## Begin Provided text
Skip to main content

Parsing options

Set language​

LlamaParse use OCR to extract text from images. Our OCR supports a long list of languages and you can tell LlamaParse which language(s) to parse for by setting this option. You can specify multiple languages by separating them with a comma. This will only affect text extracted from images.

In Python:
parser = LlamaParse(
  language=fr
)
Using the API:
curl -X 'POST' \
  'https://api.cloud.llamaindex.ai/api/parsing/upload'  \
  -H 'accept: application/json' \
  -H 'Content-Type: multipart/form-data' \
  -H "Authorization: Bearer $LLAMA_CLOUD_API_KEY" \
  --form 'language="fr"' \
  -F 'file=@/path/to/your/file.pdf;type=application/pdf'

Disable OCR​

By default, LlamaParse will run an OCR on images embedded in the document. You can disable it by setting disable_ocr to True.

In Python:
parser = LlamaParse(
  disable_ocr=True
)
## End Provided text
## Begin Records supplied
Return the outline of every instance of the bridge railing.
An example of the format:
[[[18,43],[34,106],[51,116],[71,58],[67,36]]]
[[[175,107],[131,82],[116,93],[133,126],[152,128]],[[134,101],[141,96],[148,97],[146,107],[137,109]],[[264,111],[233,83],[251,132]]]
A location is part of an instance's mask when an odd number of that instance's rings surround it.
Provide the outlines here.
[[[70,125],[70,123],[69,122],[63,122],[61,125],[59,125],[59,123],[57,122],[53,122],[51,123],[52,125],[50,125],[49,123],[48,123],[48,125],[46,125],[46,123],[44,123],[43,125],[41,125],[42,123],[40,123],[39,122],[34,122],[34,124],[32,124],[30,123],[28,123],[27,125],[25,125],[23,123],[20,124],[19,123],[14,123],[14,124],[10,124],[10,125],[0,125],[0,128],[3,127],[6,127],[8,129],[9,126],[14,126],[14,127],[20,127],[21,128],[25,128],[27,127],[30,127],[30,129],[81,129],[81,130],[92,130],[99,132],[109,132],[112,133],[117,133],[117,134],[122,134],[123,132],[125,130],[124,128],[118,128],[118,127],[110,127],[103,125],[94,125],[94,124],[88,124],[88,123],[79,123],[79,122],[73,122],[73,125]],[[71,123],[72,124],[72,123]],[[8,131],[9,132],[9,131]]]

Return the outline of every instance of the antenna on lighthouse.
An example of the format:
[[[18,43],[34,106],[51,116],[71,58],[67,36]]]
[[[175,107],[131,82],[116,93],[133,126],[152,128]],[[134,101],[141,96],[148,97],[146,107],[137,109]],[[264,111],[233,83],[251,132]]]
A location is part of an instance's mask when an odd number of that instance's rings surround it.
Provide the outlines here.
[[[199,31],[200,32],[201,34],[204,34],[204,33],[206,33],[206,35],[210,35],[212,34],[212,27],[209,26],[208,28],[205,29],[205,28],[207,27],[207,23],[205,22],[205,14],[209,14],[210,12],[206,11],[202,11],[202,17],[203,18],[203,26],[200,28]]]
## End Records supplied
In the parsing options page, how do you give LlamaParse more than one language? These lines are separate material and have nothing to do with the text.

**Solution for this exercise:**
Separate the languages with a comma.